:: Problems and tasks ::
#1 In the Fenway passage, rewrite the paragraph beginning "Being that" more briefly, keeping its main facts.
#2 Summarize the Fenway passage in two sentences.

:: Reading passage ::
--- START ---
Being that is was July 4 — or Independence Day as the PA announcer so quaintly called it —  the pregame festivities featured an introduction of some special on field guests:  American military personnel, most of whom hailed from the Boston area. Some had returned from Iraq and Afghanistan, most were preparing to ship overseas.  As the Star Spangled banner was sung, quite beautifully by a local woman who was stationed in the Air Force, a massive Star and Stripes was unfurled over the Green Monster.  This was followed by a flyover of F-15’s, the ultimate crowd pleaser.  As the service men and woman filed into the stands (including a  group that sat in our section) to thunderous applause, my mind wandered a bit.  In a few weeks, many of these men and women in uniform would be in a place as far and different as one could imagine from the green grass of Fenway — war torn towns and cities, scorched deserts, bombed out highways and airfields, field hospitals, ground shaking bunkers. The relative simplicity and calm of  a ballpark may seem insignficant in contrast to the enormity of war, but I hoped that every man and woman honored today would return home safely to experience many more sun drenched days at Fenway.
--- END ---
:: Data to examine ::
--- START ---
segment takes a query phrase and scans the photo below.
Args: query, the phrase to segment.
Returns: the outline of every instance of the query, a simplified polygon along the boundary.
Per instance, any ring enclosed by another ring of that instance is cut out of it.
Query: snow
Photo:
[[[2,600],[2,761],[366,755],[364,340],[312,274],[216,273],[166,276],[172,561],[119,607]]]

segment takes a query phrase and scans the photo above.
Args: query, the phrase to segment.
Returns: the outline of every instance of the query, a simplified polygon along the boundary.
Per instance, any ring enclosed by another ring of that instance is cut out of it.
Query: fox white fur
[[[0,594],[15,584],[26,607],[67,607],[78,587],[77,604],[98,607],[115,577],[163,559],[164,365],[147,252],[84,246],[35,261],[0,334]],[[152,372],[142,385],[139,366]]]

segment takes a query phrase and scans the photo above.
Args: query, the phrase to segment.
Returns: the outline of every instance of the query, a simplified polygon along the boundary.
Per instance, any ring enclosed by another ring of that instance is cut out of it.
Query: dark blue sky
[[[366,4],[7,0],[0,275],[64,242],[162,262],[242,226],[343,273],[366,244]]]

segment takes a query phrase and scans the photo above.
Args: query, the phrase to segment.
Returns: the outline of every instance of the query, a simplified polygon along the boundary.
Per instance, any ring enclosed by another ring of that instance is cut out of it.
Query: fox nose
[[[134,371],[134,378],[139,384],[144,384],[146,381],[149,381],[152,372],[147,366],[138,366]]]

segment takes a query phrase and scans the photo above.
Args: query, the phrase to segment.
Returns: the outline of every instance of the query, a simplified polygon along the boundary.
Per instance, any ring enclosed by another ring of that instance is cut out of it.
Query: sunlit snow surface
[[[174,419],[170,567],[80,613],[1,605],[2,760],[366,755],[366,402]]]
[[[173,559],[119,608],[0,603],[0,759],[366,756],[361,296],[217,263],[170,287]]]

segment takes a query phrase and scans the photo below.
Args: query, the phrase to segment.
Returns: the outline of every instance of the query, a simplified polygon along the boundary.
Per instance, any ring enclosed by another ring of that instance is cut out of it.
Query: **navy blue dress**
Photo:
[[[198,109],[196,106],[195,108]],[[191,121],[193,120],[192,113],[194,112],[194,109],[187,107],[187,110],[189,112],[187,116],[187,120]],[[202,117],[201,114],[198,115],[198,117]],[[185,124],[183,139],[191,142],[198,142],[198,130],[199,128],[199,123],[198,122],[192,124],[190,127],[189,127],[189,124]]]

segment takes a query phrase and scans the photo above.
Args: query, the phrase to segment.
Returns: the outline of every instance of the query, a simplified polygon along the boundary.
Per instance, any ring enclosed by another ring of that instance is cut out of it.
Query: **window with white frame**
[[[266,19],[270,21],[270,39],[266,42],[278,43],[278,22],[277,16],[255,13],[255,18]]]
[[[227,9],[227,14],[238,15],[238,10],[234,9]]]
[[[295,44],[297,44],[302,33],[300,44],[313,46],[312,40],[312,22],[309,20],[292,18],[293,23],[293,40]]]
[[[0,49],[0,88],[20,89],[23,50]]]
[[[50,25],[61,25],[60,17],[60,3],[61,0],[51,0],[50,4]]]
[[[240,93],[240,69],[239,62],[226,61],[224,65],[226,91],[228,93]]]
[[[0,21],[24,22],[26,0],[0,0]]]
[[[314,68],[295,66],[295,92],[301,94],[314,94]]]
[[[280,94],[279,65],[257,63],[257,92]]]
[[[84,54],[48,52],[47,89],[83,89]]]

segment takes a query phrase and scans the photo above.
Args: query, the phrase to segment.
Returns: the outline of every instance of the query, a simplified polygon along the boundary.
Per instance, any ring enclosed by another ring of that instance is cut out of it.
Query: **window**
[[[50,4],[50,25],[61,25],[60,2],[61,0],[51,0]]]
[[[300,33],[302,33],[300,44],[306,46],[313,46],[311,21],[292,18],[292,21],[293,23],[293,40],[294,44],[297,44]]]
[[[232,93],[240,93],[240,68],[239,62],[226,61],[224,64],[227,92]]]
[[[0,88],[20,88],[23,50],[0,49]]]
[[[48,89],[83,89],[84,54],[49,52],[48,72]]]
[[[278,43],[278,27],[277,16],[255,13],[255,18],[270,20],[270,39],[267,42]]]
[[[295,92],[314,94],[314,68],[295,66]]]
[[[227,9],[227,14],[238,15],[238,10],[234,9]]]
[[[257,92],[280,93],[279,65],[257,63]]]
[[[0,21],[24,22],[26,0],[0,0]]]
--- END ---
:: Answers in order ::
#1 On July 4, the pregame ceremony introduced American military personnel on the field. Most were from the Boston area, some had returned from Iraq and Afghanistan, and most were preparing to go overseas. A local woman stationed in the Air Force sang the national anthem while a huge American flag was unfurled over the Green Monster, and a flyover of F-15s followed. The service members filed into the stands to thunderous applause, and the writer reflected that many of them would soon be in war zones far from Fenway. The writer hoped that all of them would return home safely to enjoy more sunny days at the ballpark.

#2 At a July 4 game at Fenway, the pregame festivities honored American military personnel, mostly from the Boston area, with the national anthem, a massive flag unfurled over the Green Monster, and an F-15 flyover. Watching them take their seats to applause, the writer thought of the war zones many would soon face and hoped every one of them would return safely to enjoy more days at Fenway.